STATED TASK A
Rescale every one of the records below by reproducing all their lines, requests included, with each point coordinate in the answers multiplied by 2.35 and rounded to the nearest whole number, halves rounded up. Omit the pictures from your reply.

* START SELECTION *

TheRebelution.com: The Modesty Survey

Thursday, June 18, 2009

Yeah, Keep on Praying

So Karen Stofer prayed for me during Mission Minded, Tuesday evening, and...the Lord responded.

As I was bicycling home, I crossed the street because of the light change at Wal-Mart (I didn't want to stop, and crossing put me on the other side of the street, closer to home, without needing to watch traffic), and, passing the bus stop, I saw a man to whom I had given a Gospel tract the day before. I didn't know why the Lord told me to do this, but I felt led to give him another one, which I usually don't do (unless it's Everett Battle, who definitely needs prayer--and I haven't seen him in a long time, so that bothers me; Everett is the wild-haired black man who has enough mental issues that he threatened people at Calvary Chapel, even though we had done everything possible to help him; he is suspected to be demon-possessed).

He remembered getting the tract from me, told me that his name was Nick, and his wife, whom he was having to stand at the Wal-Mart light to beg, is named Lauren. He was drunk and drinking some more, and he was riled up. I asked him why, and he told me that one of the two guys in the bus shelter with him, who had now walked away, had beaten and raped his wife while he (Nick) was spending a year in prison last year. Wow. You know, I hear about people not wanting homeless people around, but I never really paid a lot of attention as to why.

Suddenly, Nick looked over to where Lauren was standing, and that guy was walking with her toward Wal-Mart. Uh-oh. Nick started running, and I turned my bicycle around and followed. I had to go up that little exit ramp for the gas station (wrong way, I know), because I could not have jumped the curb (I'm not that accomplished, I just ride), and I knew I had to hurry, because Nick was out for blood--and who could blame him?

* END SELECTION *
* START RECORDS FOR PROCESSING *

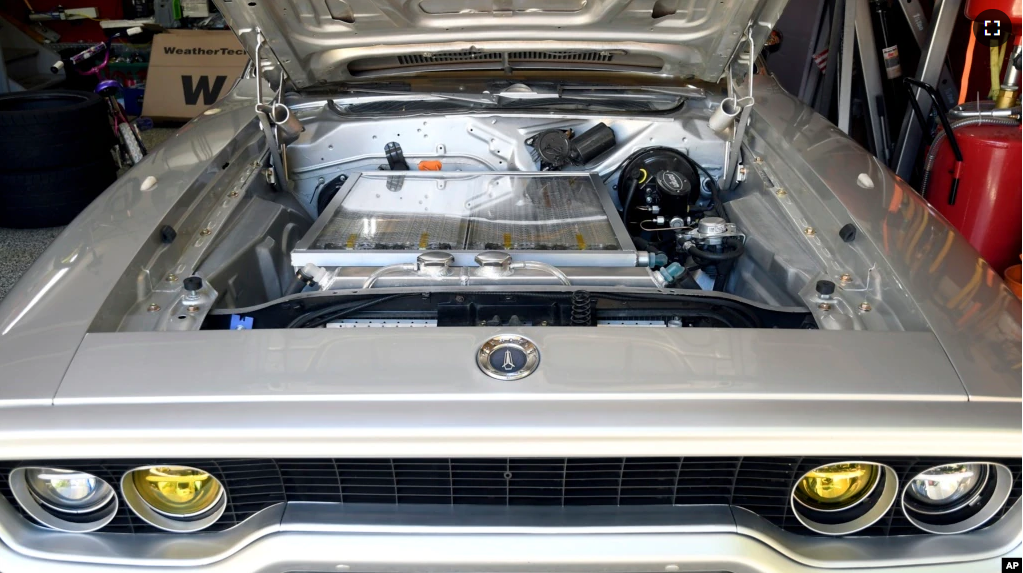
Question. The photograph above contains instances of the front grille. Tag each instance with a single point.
(452, 57)
(759, 484)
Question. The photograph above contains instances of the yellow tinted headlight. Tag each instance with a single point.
(177, 491)
(838, 486)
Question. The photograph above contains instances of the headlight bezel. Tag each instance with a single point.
(183, 523)
(47, 512)
(857, 516)
(965, 516)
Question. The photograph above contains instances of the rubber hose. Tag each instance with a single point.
(698, 253)
(296, 287)
(643, 245)
(932, 153)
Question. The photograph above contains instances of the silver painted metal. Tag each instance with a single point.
(101, 515)
(507, 357)
(173, 524)
(343, 278)
(881, 505)
(990, 509)
(926, 269)
(315, 48)
(943, 342)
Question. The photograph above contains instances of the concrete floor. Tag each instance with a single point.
(19, 248)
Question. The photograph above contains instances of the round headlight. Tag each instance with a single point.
(844, 497)
(946, 488)
(174, 497)
(837, 486)
(63, 499)
(955, 497)
(67, 490)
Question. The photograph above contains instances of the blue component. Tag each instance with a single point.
(241, 322)
(658, 260)
(671, 272)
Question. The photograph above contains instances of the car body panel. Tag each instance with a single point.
(317, 536)
(963, 299)
(412, 364)
(44, 318)
(315, 42)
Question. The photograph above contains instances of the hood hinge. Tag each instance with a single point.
(275, 119)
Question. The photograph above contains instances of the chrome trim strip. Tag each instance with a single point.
(465, 526)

* END RECORDS FOR PROCESSING *

STATED TASK B
Extend the blog entry about the bicycle ride home past the bus stop, picking up directly after its final sentence.

EXPECTED ANSWER A
Question. The photograph above contains instances of the front grille. Tag each instance with a single point.
(1062, 134)
(1784, 1137)
Question. The photograph above contains instances of the yellow tinted headlight. Tag each instance with a single point.
(416, 1154)
(1969, 1142)
Question. The photograph above contains instances of the headlight bezel. Tag each instance with a single point.
(430, 1229)
(110, 1203)
(2014, 1213)
(2268, 1213)
Question. The photograph above contains instances of the rubber hose. Tag each instance with a single point.
(1640, 595)
(696, 674)
(1511, 576)
(2190, 360)
Question. The photograph above contains instances of the silver painted metal. Tag each instance with a single point.
(237, 1210)
(1191, 839)
(407, 1231)
(806, 653)
(2070, 1187)
(2327, 1196)
(2176, 632)
(740, 113)
(2216, 804)
Question. The photograph above contains instances of the concrete floor. Tag each instance with a single point.
(45, 583)
Question. The photograph above contains instances of the round headlight. Tag each instance with a single point.
(1983, 1168)
(2223, 1147)
(409, 1168)
(1967, 1142)
(148, 1173)
(2244, 1168)
(157, 1152)
Question. The photograph above contains instances of the blue component. Tag each instance with a single point.
(566, 757)
(1546, 611)
(1577, 639)
Question. The photograph above contains instances of the car body panel. Tag each instance with a single point.
(745, 1260)
(2263, 703)
(968, 855)
(103, 747)
(740, 99)
Question. The photograph above contains instances of the hood hinge. Tag each instance with a single point.
(646, 280)
Question. The photograph above contains instances of the chrome trim strip. Tag each instance with a single point.
(1093, 1236)

EXPECTED ANSWER B
Turns out the guy had told Lauren that Nick had said for him and her to go get a beer together. Nick, understandably, was furious, recognizing that the guy was setting another trap for her. He was punching at him and actually landed a couple blows to the man's face. I only stopped him because I knew that Nick would get arrested. But it was scary standing up to a drunk, angry man and telling him to back off. I was trusting the Lord and the fact that our conversation had gone well before (even though I was rather straight with him about his need to repent).

I told the guy to walk away, but he kept sticking around, drawing Nick's ire even more. I told Nick that I would handle it, once the man finally retreated to the main parking lot, and told Nick to return to Lauren. I told the man that I would call the cops if he didn't leave right away. He told me that he had been trying to. HA!! So, why on earth was he just standing on the other side of the pump after Nick had walloped him? I told him to stop lying and walk, and he did.

Back at the bus stop, I pressed Nick to repent, telling him that his willful continuance in sin was putting Lauren in danger (which is the truth, though his own soul should be good enough reason to repent). He downed the rest of his beer and rejoined her over by the light. Please pray for them all.

Then, after getting home and going to bed, I heard my neighbor Dave coming home. He had told me last week that he had quit drinking and drugs cold turkey and that he was going through painful withdrawal, and there was plenty of evidence to back it up (he was more aware of his surroundings, and his face was clearer). But now he was with a friend and rejoicing about how the bottle in his hand was "9% alcohol" and how it took a lot of beers for him to get drunk (um, not if you are human, and certainly not if you have given your body a chance to clear itself of all that poison). I wrestled with what to do. Dave has called on me for help many times, asking for money (which I have never given him), wanting to talk (sometimes I can do that), or needing to use my phone (because the idiots he hangs out with steal his cell time after time; I have let him whenever I've been home, as long as I can reasonably deduce that he is not using it to buy more drugs), and he had told me that he was really determined to quit. And now this.

I didn't struggle long. I got up, got dressed, put my sandals on, went outside, and knocked on his door.

"Who the ----- is it?"

"It's Joshua."

"Oh. ...Hey man, what's up?"

"Are you drinking again?"

"Yeah, a little bit."

"A little bit?"

"Yeah" (Nervous laughter)

"It's not funny." (stern look)

"I know. But he's a good friend, and he's goes to college--"

"He's not a good friend if he's getting you back into alcohol--he's a jerk!" And I walked away.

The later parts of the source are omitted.